Objective: Lay out every line of the records below as a numbered list, skipping any blank lines. Leave the pictures out of your answer.

--- Start Listed entries ---

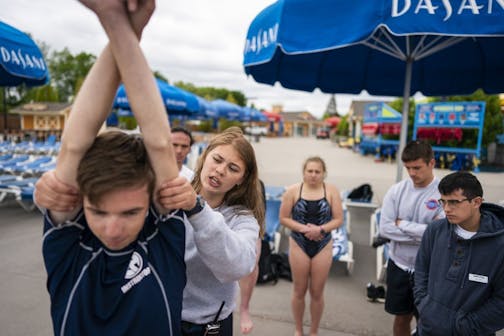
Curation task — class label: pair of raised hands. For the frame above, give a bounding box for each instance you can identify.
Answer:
[79,0,156,38]
[33,171,196,213]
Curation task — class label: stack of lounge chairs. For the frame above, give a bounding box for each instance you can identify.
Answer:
[0,137,60,211]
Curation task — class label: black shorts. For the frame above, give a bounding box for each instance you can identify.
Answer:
[385,259,418,316]
[182,314,233,336]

--- End Listed entries ---

Complete answer:
1. Curation task — class label: pair of raised hands. For the frame above, give a bounding box for each instance you can identify.
2. Answer:
3. [79,0,156,38]
4. [33,171,196,213]
5. Curation task — class label: stack of lounge chairs. For the frame above, give a bounding box for each instance you can identify.
6. Answer:
7. [0,137,60,211]
8. Curation task — class label: black shorts. For the frame above, give a bounding box for each instance you can identify.
9. Answer:
10. [385,259,418,316]
11. [182,314,233,336]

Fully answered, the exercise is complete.